EXERCISE PROMPT:
Print the data that follows exactly.
======== DATA LISTING
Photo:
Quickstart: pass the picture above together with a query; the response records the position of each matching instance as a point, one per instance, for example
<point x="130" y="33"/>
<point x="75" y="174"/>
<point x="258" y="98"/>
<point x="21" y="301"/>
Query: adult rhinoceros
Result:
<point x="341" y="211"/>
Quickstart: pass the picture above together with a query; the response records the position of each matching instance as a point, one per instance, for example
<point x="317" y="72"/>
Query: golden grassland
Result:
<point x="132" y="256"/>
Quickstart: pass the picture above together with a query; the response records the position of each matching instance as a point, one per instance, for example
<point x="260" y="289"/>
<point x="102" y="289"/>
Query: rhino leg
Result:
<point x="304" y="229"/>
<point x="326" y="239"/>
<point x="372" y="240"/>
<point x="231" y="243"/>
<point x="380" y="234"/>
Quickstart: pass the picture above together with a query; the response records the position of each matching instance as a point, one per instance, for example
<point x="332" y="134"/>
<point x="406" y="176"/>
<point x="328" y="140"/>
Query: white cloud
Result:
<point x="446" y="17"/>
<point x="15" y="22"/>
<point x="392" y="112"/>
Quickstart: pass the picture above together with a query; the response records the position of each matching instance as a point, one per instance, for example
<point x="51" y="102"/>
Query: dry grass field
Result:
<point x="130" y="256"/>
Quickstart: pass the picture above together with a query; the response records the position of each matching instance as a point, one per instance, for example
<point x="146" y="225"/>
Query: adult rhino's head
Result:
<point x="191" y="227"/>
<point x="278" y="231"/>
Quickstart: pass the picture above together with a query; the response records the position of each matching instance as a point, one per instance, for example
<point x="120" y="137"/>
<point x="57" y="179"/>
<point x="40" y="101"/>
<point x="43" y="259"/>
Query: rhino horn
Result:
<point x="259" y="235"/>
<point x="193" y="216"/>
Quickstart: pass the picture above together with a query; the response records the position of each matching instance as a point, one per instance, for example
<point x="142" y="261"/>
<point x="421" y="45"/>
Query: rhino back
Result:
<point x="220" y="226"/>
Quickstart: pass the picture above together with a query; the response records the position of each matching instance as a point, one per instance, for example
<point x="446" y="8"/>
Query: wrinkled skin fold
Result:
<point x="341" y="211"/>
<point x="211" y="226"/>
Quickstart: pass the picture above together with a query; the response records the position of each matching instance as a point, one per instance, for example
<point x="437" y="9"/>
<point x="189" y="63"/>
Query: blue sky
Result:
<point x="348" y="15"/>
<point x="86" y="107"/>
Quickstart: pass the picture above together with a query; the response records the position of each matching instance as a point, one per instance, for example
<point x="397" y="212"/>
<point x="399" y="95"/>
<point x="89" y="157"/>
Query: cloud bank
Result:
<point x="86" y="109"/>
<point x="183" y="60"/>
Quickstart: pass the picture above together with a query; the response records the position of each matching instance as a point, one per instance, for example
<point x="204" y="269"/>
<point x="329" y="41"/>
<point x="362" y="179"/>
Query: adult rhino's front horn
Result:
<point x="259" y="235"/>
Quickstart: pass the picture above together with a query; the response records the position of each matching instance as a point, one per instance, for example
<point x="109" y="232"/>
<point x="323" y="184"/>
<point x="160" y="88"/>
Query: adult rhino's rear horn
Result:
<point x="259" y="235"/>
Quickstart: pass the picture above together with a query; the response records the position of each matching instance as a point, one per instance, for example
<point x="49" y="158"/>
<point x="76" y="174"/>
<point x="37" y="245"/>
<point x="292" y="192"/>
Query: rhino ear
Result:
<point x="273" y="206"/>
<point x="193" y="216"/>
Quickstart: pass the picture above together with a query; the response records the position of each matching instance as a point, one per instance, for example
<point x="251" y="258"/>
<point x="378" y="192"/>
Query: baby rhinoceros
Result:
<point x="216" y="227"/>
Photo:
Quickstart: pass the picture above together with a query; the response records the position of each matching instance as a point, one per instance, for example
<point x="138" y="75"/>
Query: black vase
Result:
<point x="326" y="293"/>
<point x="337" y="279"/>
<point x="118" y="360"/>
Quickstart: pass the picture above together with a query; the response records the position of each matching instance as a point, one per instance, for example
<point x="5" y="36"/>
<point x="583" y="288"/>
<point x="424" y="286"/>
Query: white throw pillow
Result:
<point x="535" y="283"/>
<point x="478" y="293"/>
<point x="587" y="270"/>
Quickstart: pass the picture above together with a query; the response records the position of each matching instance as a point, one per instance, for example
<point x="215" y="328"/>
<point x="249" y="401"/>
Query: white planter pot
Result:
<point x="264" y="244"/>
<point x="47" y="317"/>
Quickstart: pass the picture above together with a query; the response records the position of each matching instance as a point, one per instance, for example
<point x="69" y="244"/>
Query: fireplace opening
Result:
================
EXERCISE ANSWER:
Photo:
Quickstart: pass the picture above together with a query; the response records the position of each matching instance as a point, one per instance, for example
<point x="130" y="33"/>
<point x="75" y="174"/>
<point x="258" y="98"/>
<point x="21" y="301"/>
Query: adult rhinoceros
Result:
<point x="341" y="211"/>
Quickstart: pass the picture above together with a query; the response records the position of each matching instance as a point, one per instance, for example
<point x="317" y="72"/>
Query: golden grassland
Result:
<point x="132" y="256"/>
Quickstart: pass the picture above together with a query; the response records the position of each matching instance as a point, one per instance, for example
<point x="260" y="289"/>
<point x="102" y="289"/>
Query: rhino leg
Result:
<point x="304" y="229"/>
<point x="326" y="239"/>
<point x="372" y="240"/>
<point x="231" y="243"/>
<point x="380" y="234"/>
Quickstart: pass the picture above together with a query; the response records the position of each matching instance as a point, one per instance, for example
<point x="332" y="134"/>
<point x="406" y="176"/>
<point x="328" y="140"/>
Query: white cloud
Result:
<point x="446" y="17"/>
<point x="15" y="22"/>
<point x="392" y="112"/>
Quickstart: pass the picture above together with a query; the response records the position of each matching instance as a point, one per instance, for example
<point x="51" y="102"/>
Query: dry grass field
Result:
<point x="130" y="256"/>
Quickstart: pass the picture above together with a query; the response records the position of each matching instance as a point, one per instance, for example
<point x="146" y="225"/>
Query: adult rhino's head
Result:
<point x="191" y="227"/>
<point x="278" y="231"/>
Quickstart: pass the picture above together with a query; the response records the position of each matching instance as a point, one per instance, for example
<point x="120" y="137"/>
<point x="57" y="179"/>
<point x="40" y="101"/>
<point x="43" y="259"/>
Query: rhino horn
Result:
<point x="259" y="235"/>
<point x="193" y="216"/>
Quickstart: pass the picture above together with a query; the response records the position of each matching instance as a point, one per instance, for example
<point x="142" y="261"/>
<point x="421" y="45"/>
Query: rhino back
Result:
<point x="220" y="226"/>
Quickstart: pass the picture above together with a query; the response records the position of each matching instance as a point, one per instance, for example
<point x="446" y="8"/>
Query: wrinkled skin fold
Result:
<point x="341" y="211"/>
<point x="211" y="226"/>
Quickstart: pass the picture above together with a query; the response records the position of each matching instance as a point, one per instance, for example
<point x="437" y="9"/>
<point x="189" y="63"/>
Query: blue sky
Result:
<point x="348" y="15"/>
<point x="86" y="107"/>
Quickstart: pass the picture above together with a query; the response records the position of each matching instance as a point, one per instance, for example
<point x="397" y="212"/>
<point x="399" y="95"/>
<point x="89" y="157"/>
Query: cloud bank
Result:
<point x="86" y="109"/>
<point x="183" y="60"/>
Quickstart: pass the picture above together with a query; the response records the position of each matching instance as a point, one per instance, for example
<point x="204" y="269"/>
<point x="329" y="41"/>
<point x="362" y="179"/>
Query: adult rhino's front horn
Result:
<point x="259" y="235"/>
Quickstart: pass the picture above together with a query; the response records the position of each matching instance as a point, one per instance, for example
<point x="109" y="232"/>
<point x="323" y="184"/>
<point x="160" y="88"/>
Query: adult rhino's rear horn
Result:
<point x="259" y="235"/>
Quickstart: pass the picture above together with a query; the response records the position of each matching instance as a point, one per instance, for example
<point x="49" y="158"/>
<point x="76" y="174"/>
<point x="37" y="245"/>
<point x="292" y="192"/>
Query: rhino ear
Result:
<point x="273" y="206"/>
<point x="193" y="216"/>
Quickstart: pass the picture above together with a query; the response records the position of each matching instance as a point, one per instance, for example
<point x="251" y="258"/>
<point x="378" y="192"/>
Query: baby rhinoceros
Result:
<point x="216" y="227"/>
Photo:
Quickstart: pass the picture above together with a query; the response records the position of each matching instance as a point, one per instance, for example
<point x="138" y="75"/>
Query: black vase
Result:
<point x="326" y="293"/>
<point x="337" y="279"/>
<point x="118" y="360"/>
Quickstart: pass the picture above together with a query; the response records the position of each matching instance as a point, one per instance, for example
<point x="5" y="36"/>
<point x="583" y="288"/>
<point x="424" y="286"/>
Query: white throw pillow
Result:
<point x="535" y="283"/>
<point x="478" y="293"/>
<point x="587" y="270"/>
Quickstart: pass the picture above together with a query; the response records the position of each matching instance as a point, one per instance, for example
<point x="215" y="328"/>
<point x="249" y="401"/>
Query: white planter pot
Result:
<point x="264" y="244"/>
<point x="47" y="317"/>
Quickstart: pass the picture above together with a query; the response records the position of each matching instance as a point, one per instance, for example
<point x="69" y="244"/>
Query: fireplace opening
Result:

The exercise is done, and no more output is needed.